PROMPT 1:
Duplicate the records below from the line containing "leaf-covered ground in this photo, one per instance." through the final line of the records, with both of those lines included.

PASSAGE SHOWN:
● ● ● ● ●

In [1]:
import nltk
from nltk.tokenize import word_tokenize
from nltk.stem import WordNetLemmatizer
import numpy as np
import random
import pickle
from collections import Counter
from os import listdir
from os.path import isfile, join
import tensorflow as tf

In [2]:
lemmatizer = WordNetLemmatizer()
hm_lines = 1000000

In [3]:
def create_lexicon(posloc, negloc):
    lexicon = []
    count_of_files = 0
    for fl in [posloc, negloc]:
        onlyfiles = [f for f in listdir(fl) if isfile(join(fl, f))]
        for filename in onlyfiles:
            count_of_files += 1
            with open(join(fl, filename)) as f:
                contents = f.readlines()
                for l in contents[:hm_lines]:
                    all_words = word_tokenize(l.lower())
                    lexicon += list(all_words)
    print('number of files read', count_of_files)
    lexicon = [lemmatizer.lemmatize(i.lower()) for i in lexicon]
    w_counts = Counter(lexicon)

● ● ● ● ●

(Stored dataset items)

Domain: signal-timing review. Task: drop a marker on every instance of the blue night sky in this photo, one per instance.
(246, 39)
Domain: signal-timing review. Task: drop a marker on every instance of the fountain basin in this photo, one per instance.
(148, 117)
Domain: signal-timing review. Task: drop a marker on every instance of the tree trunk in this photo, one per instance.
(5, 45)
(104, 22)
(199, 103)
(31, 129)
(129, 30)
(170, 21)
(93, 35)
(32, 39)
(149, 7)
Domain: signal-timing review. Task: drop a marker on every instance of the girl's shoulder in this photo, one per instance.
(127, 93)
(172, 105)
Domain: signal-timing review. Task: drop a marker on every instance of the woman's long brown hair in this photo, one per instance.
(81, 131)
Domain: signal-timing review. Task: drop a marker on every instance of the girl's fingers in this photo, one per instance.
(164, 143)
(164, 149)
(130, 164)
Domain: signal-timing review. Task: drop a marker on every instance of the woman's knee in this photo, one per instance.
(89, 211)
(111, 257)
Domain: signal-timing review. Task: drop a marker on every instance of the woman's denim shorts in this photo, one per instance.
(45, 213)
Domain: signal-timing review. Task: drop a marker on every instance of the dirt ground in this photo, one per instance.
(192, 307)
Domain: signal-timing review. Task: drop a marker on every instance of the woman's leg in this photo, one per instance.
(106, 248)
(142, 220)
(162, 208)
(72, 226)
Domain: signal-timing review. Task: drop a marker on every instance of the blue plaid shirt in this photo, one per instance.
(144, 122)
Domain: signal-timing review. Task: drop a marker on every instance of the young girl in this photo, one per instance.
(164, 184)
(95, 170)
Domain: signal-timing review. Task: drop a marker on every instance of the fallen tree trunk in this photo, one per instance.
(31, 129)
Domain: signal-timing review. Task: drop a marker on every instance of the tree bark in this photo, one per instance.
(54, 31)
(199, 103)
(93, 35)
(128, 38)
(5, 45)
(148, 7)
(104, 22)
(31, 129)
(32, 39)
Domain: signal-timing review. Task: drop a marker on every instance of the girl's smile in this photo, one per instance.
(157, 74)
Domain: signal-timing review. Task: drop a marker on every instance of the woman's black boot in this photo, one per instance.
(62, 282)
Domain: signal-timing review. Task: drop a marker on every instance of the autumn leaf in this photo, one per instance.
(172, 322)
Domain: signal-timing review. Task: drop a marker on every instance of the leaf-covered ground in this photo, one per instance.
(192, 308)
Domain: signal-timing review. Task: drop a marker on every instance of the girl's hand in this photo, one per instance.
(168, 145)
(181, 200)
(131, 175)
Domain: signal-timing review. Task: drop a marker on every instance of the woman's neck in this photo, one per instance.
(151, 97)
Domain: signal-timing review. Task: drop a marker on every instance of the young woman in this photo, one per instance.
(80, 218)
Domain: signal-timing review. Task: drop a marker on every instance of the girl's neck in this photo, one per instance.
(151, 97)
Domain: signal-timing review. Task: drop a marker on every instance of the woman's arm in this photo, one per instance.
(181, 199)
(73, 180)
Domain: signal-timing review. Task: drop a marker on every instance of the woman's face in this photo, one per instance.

● ● ● ● ●

PROMPT 2:
Please write out the Python lexicon code above in full, word for word.

TASK RESPONSE 1:
Domain: signal-timing review. Task: drop a marker on every instance of the leaf-covered ground in this photo, one per instance.
(192, 308)
Domain: signal-timing review. Task: drop a marker on every instance of the girl's hand in this photo, one per instance.
(168, 145)
(181, 200)
(131, 175)
Domain: signal-timing review. Task: drop a marker on every instance of the woman's neck in this photo, one per instance.
(151, 97)
Domain: signal-timing review. Task: drop a marker on every instance of the young woman in this photo, one per instance.
(80, 218)
Domain: signal-timing review. Task: drop a marker on every instance of the girl's neck in this photo, one per instance.
(151, 97)
Domain: signal-timing review. Task: drop a marker on every instance of the woman's arm in this photo, one per instance.
(181, 199)
(73, 180)
Domain: signal-timing review. Task: drop a marker on every instance of the woman's face in this photo, one per instance.

TASK RESPONSE 2:
In [1]:
import nltk
from nltk.tokenize import word_tokenize
from nltk.stem import WordNetLemmatizer
import numpy as np
import random
import pickle
from collections import Counter
from os import listdir
from os.path import isfile, join
import tensorflow as tf

In [2]:
lemmatizer = WordNetLemmatizer()
hm_lines = 1000000

In [3]:
def create_lexicon(posloc, negloc):
    lexicon = []
    count_of_files = 0
    for fl in [posloc, negloc]:
        onlyfiles = [f for f in listdir(fl) if isfile(join(fl, f))]
        for filename in onlyfiles:
            count_of_files += 1
            with open(join(fl, filename)) as f:
                contents = f.readlines()
                for l in contents[:hm_lines]:
                    all_words = word_tokenize(l.lower())
                    lexicon += list(all_words)
    print('number of files read', count_of_files)
    lexicon = [lemmatizer.lemmatize(i.lower()) for i in lexicon]
    w_counts = Counter(lexicon)